§ **Exercise goal**:
Reproduce the rows beginning at the line that has "For every instance of the lamp" and stopping after the line that has "[[464, 61]]", requests included, and add 63 to every marker coordinate in the answers while leaving the sample coordinates in the requests as they are. Return only those lines.

§ **Exercise materials**:
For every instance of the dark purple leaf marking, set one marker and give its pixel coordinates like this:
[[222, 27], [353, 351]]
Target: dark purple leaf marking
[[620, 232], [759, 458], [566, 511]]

---

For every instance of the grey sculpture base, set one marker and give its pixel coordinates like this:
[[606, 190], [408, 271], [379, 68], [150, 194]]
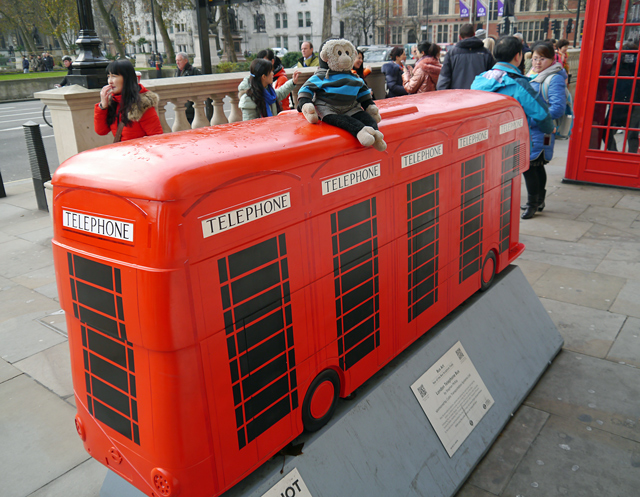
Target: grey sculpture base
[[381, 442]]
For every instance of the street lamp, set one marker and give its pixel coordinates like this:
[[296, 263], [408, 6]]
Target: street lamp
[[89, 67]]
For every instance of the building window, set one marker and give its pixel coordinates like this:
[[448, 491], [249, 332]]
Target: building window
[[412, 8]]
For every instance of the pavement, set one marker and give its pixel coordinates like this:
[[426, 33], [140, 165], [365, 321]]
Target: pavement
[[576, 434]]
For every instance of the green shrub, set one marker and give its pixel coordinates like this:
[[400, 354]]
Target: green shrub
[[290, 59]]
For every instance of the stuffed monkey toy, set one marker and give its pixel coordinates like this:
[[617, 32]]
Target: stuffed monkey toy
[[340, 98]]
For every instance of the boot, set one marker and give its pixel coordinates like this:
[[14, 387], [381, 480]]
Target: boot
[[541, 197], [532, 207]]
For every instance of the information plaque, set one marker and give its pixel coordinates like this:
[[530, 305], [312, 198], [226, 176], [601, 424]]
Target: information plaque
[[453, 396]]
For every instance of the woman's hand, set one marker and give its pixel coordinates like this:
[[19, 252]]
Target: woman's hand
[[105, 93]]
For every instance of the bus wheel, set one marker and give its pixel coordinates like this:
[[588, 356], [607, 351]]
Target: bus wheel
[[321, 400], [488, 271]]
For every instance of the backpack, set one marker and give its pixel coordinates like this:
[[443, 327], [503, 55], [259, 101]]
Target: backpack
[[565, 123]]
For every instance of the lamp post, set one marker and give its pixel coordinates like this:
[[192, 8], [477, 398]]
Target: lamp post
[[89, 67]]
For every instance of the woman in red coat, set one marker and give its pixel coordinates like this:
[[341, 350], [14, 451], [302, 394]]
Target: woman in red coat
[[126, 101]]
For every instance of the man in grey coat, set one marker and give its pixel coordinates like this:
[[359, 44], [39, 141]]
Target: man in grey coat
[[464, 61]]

§ **Written response**:
For every instance of the lamp post, set one marker and give its pixel coordinates like this:
[[192, 8], [477, 398]]
Target: lamp post
[[152, 130]]
For every instance of the woman in red coat, set one marker and give its pixel coordinates like this:
[[341, 350], [14, 451], [302, 394]]
Target: woman in red coat
[[189, 164]]
For every instance of the man in grey coat, set one marker and give its pixel coordinates like this:
[[359, 44], [39, 141]]
Target: man in grey coat
[[527, 124]]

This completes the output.